━━━━━ Data shown

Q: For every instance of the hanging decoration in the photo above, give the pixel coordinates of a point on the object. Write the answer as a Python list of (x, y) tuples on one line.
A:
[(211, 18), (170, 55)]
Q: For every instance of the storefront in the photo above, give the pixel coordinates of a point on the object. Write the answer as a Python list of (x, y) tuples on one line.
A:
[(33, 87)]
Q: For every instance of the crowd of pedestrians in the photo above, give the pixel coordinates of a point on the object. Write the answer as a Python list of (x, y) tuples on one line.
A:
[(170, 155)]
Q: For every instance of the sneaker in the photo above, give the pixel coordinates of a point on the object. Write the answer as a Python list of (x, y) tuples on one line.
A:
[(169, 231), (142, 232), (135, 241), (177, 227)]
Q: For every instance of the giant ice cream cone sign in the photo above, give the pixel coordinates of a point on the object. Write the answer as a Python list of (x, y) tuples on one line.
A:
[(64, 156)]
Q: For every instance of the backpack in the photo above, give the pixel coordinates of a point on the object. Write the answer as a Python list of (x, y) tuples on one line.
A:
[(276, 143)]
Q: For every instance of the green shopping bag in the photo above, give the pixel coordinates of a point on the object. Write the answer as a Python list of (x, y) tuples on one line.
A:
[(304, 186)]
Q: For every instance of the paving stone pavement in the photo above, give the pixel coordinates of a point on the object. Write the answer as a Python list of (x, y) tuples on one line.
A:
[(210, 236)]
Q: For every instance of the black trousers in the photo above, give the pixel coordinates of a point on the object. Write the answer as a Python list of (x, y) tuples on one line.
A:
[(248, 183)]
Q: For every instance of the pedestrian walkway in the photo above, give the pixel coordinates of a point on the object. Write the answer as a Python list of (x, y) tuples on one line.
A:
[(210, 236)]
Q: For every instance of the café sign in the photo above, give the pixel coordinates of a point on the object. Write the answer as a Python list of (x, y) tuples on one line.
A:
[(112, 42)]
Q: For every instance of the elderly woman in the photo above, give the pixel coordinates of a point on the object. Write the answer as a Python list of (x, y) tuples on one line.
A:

━━━━━━━━━━

Each line of the listing above should be output exactly.

▸ The response:
Q: For every instance of the hanging decoration in the photo above, give the pixel coordinates of a point on the object. Write the answer as a Python list of (x, y) tuples on one line.
A:
[(211, 18), (170, 55)]
Q: For every instance of the storefront in the photo above, give the pixel coordinates of a point on the object. Write the answer as a Python list of (x, y) tuples on one line.
A:
[(33, 87)]
Q: For every instance of the crowd of pedestrians in the photo above, give the pixel coordinates of a point on the object. Write the answer as a Python list of (x, y) tuples on one line.
A:
[(170, 155)]
Q: For every instance of the sneaker in the photo above, give the pixel coordinates of a point on the object. Write the answer as a Python list of (x, y) tuples on one line.
A:
[(169, 231), (142, 232), (135, 241), (177, 227)]
Q: For every instance of the giant ice cream cone sign in the photo above, give the pixel coordinates of a point on the object. Write the answer as a Python list of (x, y) tuples on one line.
A:
[(64, 156)]
Q: For every instance of the backpack in the photo above, give the pixel coordinates of a point on the object. Write the answer as a Python list of (x, y) tuples on one line.
A:
[(276, 143)]
Q: For every instance of the green shopping bag in the photo above, give the pixel coordinates of a point on the object. Write the answer as a Python list of (x, y) tuples on one line.
A:
[(304, 186)]
Q: For every instance of the paving stone pavement in the photo above, give the pixel coordinates of a point on the object. Write the answer as a Python list of (x, y) tuples on one line.
A:
[(210, 236)]
Q: For every instance of the black trousers in the photo above, give the pixel coordinates of a point on the object. Write the answer as a Python list of (x, y) tuples on one line.
A:
[(248, 183)]
Q: For every instance of the pedestrian walkway in the photo above, give the pixel coordinates of a point on the object. Write the answer as a Python list of (x, y) tuples on one line.
A:
[(210, 236)]
Q: For every instance of the café sign in the photo above, give the pixel coordinates of a point on the object. Write the answer as a Python list of (x, y) tuples on one line.
A:
[(112, 42)]
Q: For every instance of the elderly woman in the photo above, give the pixel coordinates of a point on the object. Write the answer as a Python list of (x, y) tuples on one line.
A:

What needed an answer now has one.